Record set Start Marker

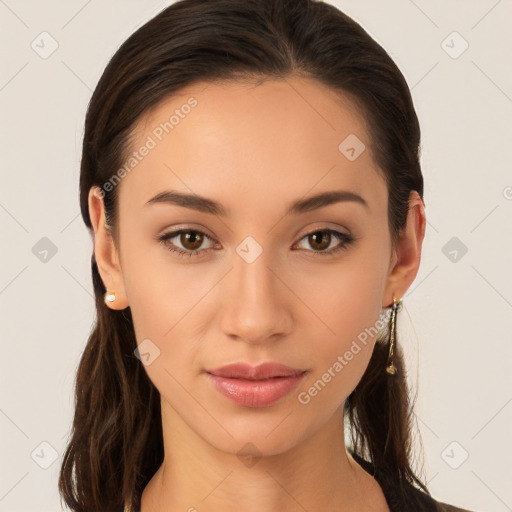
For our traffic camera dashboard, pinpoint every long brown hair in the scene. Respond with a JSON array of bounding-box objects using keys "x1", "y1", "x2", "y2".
[{"x1": 59, "y1": 0, "x2": 427, "y2": 510}]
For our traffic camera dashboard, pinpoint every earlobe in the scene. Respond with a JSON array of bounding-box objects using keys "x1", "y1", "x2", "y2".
[
  {"x1": 382, "y1": 191, "x2": 426, "y2": 307},
  {"x1": 87, "y1": 187, "x2": 129, "y2": 310}
]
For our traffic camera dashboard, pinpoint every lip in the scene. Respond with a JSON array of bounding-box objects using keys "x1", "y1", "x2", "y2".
[
  {"x1": 207, "y1": 362, "x2": 306, "y2": 380},
  {"x1": 205, "y1": 362, "x2": 308, "y2": 407}
]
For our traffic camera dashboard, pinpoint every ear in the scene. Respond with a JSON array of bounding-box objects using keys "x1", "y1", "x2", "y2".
[
  {"x1": 382, "y1": 190, "x2": 426, "y2": 307},
  {"x1": 87, "y1": 187, "x2": 129, "y2": 310}
]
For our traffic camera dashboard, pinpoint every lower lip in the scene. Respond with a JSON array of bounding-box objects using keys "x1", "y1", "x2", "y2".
[{"x1": 206, "y1": 372, "x2": 307, "y2": 408}]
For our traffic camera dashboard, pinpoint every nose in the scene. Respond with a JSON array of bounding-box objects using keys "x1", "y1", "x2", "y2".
[{"x1": 219, "y1": 249, "x2": 293, "y2": 345}]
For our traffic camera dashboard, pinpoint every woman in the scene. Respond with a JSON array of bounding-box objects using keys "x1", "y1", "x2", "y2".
[{"x1": 58, "y1": 0, "x2": 476, "y2": 510}]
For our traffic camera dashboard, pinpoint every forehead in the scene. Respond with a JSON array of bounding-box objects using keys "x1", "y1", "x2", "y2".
[{"x1": 119, "y1": 75, "x2": 385, "y2": 215}]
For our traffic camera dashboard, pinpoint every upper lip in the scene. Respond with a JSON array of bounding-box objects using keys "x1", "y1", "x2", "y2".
[{"x1": 206, "y1": 362, "x2": 307, "y2": 380}]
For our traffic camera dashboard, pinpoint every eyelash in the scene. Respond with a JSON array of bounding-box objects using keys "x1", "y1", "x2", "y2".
[{"x1": 157, "y1": 228, "x2": 355, "y2": 258}]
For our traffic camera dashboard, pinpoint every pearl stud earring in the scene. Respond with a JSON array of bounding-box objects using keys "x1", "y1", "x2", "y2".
[{"x1": 104, "y1": 291, "x2": 116, "y2": 304}]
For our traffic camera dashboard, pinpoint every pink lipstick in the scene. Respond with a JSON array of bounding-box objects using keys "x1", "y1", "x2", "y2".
[{"x1": 205, "y1": 362, "x2": 308, "y2": 408}]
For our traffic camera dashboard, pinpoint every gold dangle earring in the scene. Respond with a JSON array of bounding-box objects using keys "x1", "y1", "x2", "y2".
[{"x1": 386, "y1": 296, "x2": 401, "y2": 375}]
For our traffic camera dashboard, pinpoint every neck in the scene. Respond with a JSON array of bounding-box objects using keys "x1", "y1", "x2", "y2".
[{"x1": 141, "y1": 398, "x2": 389, "y2": 512}]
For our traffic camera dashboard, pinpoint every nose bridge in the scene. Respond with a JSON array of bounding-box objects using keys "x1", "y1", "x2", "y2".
[{"x1": 220, "y1": 244, "x2": 292, "y2": 343}]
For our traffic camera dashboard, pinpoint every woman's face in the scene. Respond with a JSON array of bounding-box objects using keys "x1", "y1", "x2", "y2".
[{"x1": 95, "y1": 76, "x2": 403, "y2": 456}]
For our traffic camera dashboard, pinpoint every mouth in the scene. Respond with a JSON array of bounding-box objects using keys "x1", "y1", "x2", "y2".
[
  {"x1": 206, "y1": 362, "x2": 307, "y2": 380},
  {"x1": 205, "y1": 362, "x2": 308, "y2": 407}
]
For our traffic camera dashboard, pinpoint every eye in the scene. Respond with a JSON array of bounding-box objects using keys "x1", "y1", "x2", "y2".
[
  {"x1": 158, "y1": 229, "x2": 216, "y2": 257},
  {"x1": 157, "y1": 227, "x2": 355, "y2": 259},
  {"x1": 294, "y1": 229, "x2": 354, "y2": 256}
]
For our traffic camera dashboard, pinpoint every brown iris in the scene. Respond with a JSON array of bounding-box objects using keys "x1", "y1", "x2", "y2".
[
  {"x1": 180, "y1": 231, "x2": 204, "y2": 250},
  {"x1": 308, "y1": 231, "x2": 331, "y2": 251}
]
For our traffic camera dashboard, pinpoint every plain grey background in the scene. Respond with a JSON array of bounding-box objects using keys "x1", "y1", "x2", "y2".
[{"x1": 1, "y1": 1, "x2": 511, "y2": 511}]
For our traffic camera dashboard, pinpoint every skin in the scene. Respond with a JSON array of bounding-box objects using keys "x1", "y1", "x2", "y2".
[{"x1": 88, "y1": 75, "x2": 426, "y2": 512}]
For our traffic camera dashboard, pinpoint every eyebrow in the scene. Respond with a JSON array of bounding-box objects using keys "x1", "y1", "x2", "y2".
[{"x1": 144, "y1": 189, "x2": 369, "y2": 216}]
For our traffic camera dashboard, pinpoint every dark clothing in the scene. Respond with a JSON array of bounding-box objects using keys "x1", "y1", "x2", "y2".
[{"x1": 353, "y1": 452, "x2": 476, "y2": 512}]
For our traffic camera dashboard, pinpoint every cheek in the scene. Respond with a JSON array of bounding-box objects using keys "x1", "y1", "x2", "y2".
[
  {"x1": 297, "y1": 295, "x2": 382, "y2": 411},
  {"x1": 293, "y1": 252, "x2": 388, "y2": 407},
  {"x1": 119, "y1": 224, "x2": 210, "y2": 339},
  {"x1": 295, "y1": 247, "x2": 386, "y2": 342},
  {"x1": 119, "y1": 236, "x2": 224, "y2": 394}
]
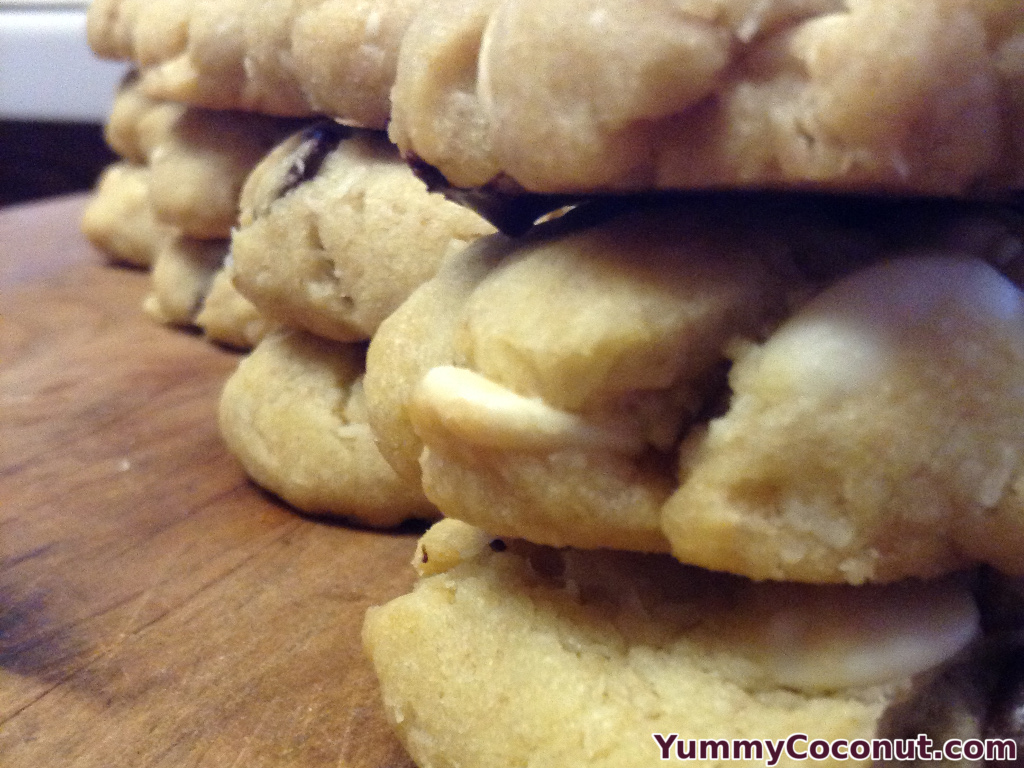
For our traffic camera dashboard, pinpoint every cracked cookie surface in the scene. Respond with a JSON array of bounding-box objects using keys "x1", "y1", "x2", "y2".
[
  {"x1": 219, "y1": 327, "x2": 437, "y2": 526},
  {"x1": 231, "y1": 122, "x2": 495, "y2": 343},
  {"x1": 390, "y1": 0, "x2": 1024, "y2": 196},
  {"x1": 365, "y1": 196, "x2": 1024, "y2": 581}
]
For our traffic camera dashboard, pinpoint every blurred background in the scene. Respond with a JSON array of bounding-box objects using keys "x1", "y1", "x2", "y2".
[{"x1": 1, "y1": 0, "x2": 128, "y2": 206}]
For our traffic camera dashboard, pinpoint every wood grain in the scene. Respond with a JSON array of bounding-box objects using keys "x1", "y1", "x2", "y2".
[{"x1": 0, "y1": 195, "x2": 419, "y2": 768}]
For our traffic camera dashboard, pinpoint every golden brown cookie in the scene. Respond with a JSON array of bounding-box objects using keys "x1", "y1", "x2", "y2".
[
  {"x1": 219, "y1": 327, "x2": 438, "y2": 526},
  {"x1": 142, "y1": 235, "x2": 228, "y2": 327},
  {"x1": 366, "y1": 196, "x2": 1024, "y2": 579},
  {"x1": 364, "y1": 519, "x2": 988, "y2": 768},
  {"x1": 80, "y1": 161, "x2": 174, "y2": 268},
  {"x1": 231, "y1": 121, "x2": 495, "y2": 343},
  {"x1": 390, "y1": 0, "x2": 1024, "y2": 196}
]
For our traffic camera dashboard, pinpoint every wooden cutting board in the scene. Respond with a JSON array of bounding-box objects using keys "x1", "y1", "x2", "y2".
[{"x1": 0, "y1": 195, "x2": 419, "y2": 768}]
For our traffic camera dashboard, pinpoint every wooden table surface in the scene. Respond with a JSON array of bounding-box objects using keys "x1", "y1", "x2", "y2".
[{"x1": 0, "y1": 195, "x2": 419, "y2": 768}]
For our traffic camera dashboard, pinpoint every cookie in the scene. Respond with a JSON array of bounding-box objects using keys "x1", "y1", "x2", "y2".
[
  {"x1": 101, "y1": 74, "x2": 305, "y2": 240},
  {"x1": 365, "y1": 195, "x2": 1024, "y2": 578},
  {"x1": 364, "y1": 519, "x2": 992, "y2": 768},
  {"x1": 142, "y1": 235, "x2": 228, "y2": 327},
  {"x1": 147, "y1": 106, "x2": 307, "y2": 239},
  {"x1": 662, "y1": 254, "x2": 1024, "y2": 584},
  {"x1": 81, "y1": 161, "x2": 174, "y2": 268},
  {"x1": 231, "y1": 121, "x2": 495, "y2": 343},
  {"x1": 88, "y1": 0, "x2": 425, "y2": 127},
  {"x1": 103, "y1": 70, "x2": 183, "y2": 165},
  {"x1": 126, "y1": 0, "x2": 315, "y2": 117},
  {"x1": 289, "y1": 0, "x2": 427, "y2": 127},
  {"x1": 218, "y1": 327, "x2": 437, "y2": 526},
  {"x1": 366, "y1": 198, "x2": 800, "y2": 552},
  {"x1": 195, "y1": 264, "x2": 275, "y2": 351},
  {"x1": 390, "y1": 0, "x2": 1024, "y2": 196},
  {"x1": 87, "y1": 0, "x2": 195, "y2": 68}
]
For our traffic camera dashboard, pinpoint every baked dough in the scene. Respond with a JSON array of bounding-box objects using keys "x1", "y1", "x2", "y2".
[
  {"x1": 87, "y1": 0, "x2": 426, "y2": 127},
  {"x1": 142, "y1": 235, "x2": 227, "y2": 326},
  {"x1": 390, "y1": 0, "x2": 1024, "y2": 196},
  {"x1": 365, "y1": 198, "x2": 798, "y2": 552},
  {"x1": 103, "y1": 70, "x2": 182, "y2": 165},
  {"x1": 365, "y1": 196, "x2": 1024, "y2": 580},
  {"x1": 87, "y1": 0, "x2": 197, "y2": 68},
  {"x1": 663, "y1": 255, "x2": 1024, "y2": 584},
  {"x1": 99, "y1": 70, "x2": 304, "y2": 240},
  {"x1": 231, "y1": 121, "x2": 494, "y2": 342},
  {"x1": 195, "y1": 264, "x2": 276, "y2": 351},
  {"x1": 364, "y1": 519, "x2": 987, "y2": 768},
  {"x1": 146, "y1": 106, "x2": 306, "y2": 239},
  {"x1": 219, "y1": 327, "x2": 437, "y2": 526},
  {"x1": 81, "y1": 161, "x2": 174, "y2": 268}
]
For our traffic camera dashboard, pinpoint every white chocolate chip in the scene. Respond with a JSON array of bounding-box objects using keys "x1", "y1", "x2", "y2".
[
  {"x1": 753, "y1": 255, "x2": 1024, "y2": 399},
  {"x1": 411, "y1": 365, "x2": 645, "y2": 454},
  {"x1": 718, "y1": 576, "x2": 979, "y2": 693}
]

Record set End Marker

=== Your objective ===
Set down nothing but the lines from the one containing "For our traffic camera dashboard, pinpoint every white" through the final line above, exactly as written.

=== Task response ===
For our traffic camera dashboard, pinpoint every white chocolate chip in the scene. Respond with a JSON array of bounding-box objects using keys "x1", "y1", "x2", "y2".
[
  {"x1": 753, "y1": 255, "x2": 1024, "y2": 399},
  {"x1": 411, "y1": 365, "x2": 645, "y2": 454},
  {"x1": 718, "y1": 576, "x2": 979, "y2": 693}
]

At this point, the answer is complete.